▶ _Objetivo_
Cuenta las líneas de los registros que aparecen más abajo en las que figura la palabra "snake" y responde únicamente con ese número.

* * * * *

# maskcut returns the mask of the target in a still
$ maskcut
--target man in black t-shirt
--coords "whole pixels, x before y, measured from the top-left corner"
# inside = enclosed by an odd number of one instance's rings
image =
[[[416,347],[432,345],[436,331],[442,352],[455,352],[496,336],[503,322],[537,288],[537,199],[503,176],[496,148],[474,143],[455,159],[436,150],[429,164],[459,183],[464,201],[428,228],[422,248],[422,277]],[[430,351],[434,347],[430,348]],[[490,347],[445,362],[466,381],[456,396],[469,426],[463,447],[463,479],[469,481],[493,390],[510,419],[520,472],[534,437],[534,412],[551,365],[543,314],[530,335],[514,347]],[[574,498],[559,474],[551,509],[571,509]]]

* * * * *

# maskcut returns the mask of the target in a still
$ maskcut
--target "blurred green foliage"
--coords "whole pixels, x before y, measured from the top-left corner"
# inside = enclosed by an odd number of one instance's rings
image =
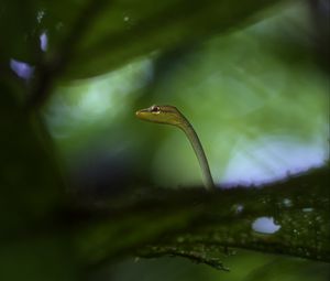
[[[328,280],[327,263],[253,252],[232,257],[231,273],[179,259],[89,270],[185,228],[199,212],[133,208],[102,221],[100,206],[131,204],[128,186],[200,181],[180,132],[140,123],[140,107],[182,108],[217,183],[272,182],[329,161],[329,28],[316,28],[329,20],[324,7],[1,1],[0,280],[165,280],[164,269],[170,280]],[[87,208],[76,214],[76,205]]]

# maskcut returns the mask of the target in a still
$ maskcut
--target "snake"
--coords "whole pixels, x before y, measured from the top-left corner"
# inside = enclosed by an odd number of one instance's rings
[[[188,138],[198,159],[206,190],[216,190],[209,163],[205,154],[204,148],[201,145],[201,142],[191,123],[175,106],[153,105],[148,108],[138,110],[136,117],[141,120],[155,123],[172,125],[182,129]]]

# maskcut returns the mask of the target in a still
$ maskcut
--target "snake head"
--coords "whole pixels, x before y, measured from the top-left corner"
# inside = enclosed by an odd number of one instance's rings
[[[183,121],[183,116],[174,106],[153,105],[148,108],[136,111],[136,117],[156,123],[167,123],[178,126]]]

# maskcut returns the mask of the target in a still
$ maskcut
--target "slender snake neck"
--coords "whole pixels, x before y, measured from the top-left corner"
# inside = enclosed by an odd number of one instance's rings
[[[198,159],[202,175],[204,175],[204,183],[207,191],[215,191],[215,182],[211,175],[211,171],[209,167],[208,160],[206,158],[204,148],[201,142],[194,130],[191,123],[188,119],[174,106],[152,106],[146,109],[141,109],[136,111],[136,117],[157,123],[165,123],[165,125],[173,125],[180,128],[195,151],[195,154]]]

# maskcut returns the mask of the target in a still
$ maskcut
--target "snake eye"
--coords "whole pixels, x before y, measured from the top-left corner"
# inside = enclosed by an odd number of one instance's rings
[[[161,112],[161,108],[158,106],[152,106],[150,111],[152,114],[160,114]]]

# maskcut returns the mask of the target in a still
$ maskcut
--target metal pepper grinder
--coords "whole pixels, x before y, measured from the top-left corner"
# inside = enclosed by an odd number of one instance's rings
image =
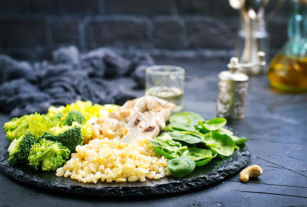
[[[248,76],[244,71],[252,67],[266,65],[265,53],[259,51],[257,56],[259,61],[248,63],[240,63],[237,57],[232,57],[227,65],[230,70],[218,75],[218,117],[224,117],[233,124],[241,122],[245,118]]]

* * * * *

▶ _Respuesta del ejercicio_
4